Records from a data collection

*** Begin section ***

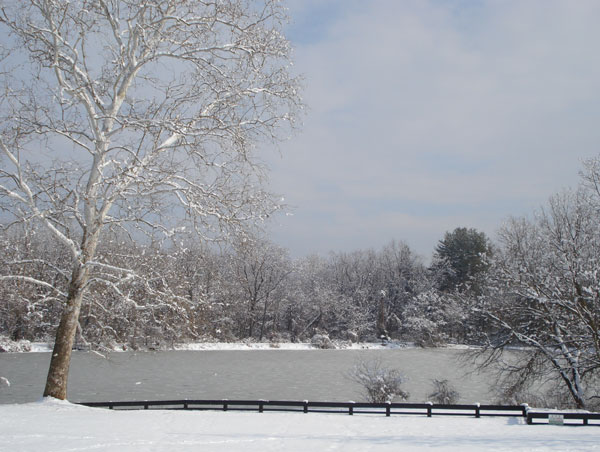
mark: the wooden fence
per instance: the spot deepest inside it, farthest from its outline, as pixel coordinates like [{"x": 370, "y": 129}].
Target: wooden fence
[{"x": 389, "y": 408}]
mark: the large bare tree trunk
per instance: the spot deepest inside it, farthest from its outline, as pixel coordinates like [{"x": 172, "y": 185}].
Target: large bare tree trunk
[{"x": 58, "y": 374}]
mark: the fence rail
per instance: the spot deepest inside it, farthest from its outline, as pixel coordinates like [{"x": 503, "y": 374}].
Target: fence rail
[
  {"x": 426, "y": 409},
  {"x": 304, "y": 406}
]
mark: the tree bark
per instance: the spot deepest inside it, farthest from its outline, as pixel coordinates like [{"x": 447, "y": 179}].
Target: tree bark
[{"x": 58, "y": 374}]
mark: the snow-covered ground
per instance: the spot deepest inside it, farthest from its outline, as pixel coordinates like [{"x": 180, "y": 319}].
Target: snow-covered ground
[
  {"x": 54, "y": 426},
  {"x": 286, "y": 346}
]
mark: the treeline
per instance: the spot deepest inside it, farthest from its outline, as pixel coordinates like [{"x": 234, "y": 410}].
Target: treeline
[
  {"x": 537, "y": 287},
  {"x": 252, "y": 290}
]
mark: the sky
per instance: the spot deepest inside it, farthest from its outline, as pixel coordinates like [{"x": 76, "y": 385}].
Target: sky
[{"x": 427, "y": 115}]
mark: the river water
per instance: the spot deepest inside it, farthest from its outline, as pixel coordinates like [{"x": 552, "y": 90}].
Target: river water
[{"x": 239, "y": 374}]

*** End section ***

Exercise details
Write out the lines above exactly, but only from the one containing "Target: tree bark" through the last one.

Response for this exercise
Target: tree bark
[{"x": 58, "y": 374}]
mark: the snow-covered ground
per instance: the spot deepest inside it, farthest from its outline, as pixel coordinates like [{"x": 180, "y": 319}].
Target: snow-covered ground
[
  {"x": 54, "y": 426},
  {"x": 286, "y": 346}
]
mark: the treeline
per instance: the spot deepest inside it, farthest from its outline, as pixel coordinates like [{"x": 234, "y": 410}].
Target: treeline
[
  {"x": 537, "y": 287},
  {"x": 252, "y": 290}
]
mark: the sky
per instance: the spot deepest inside it, farthest from its outline, as pixel coordinates like [{"x": 76, "y": 385}].
Target: sky
[{"x": 427, "y": 115}]
mark: the river water
per instance: the spot deepest inside it, farthest from its outline, as pixel coordinates like [{"x": 552, "y": 90}].
Target: river water
[{"x": 239, "y": 374}]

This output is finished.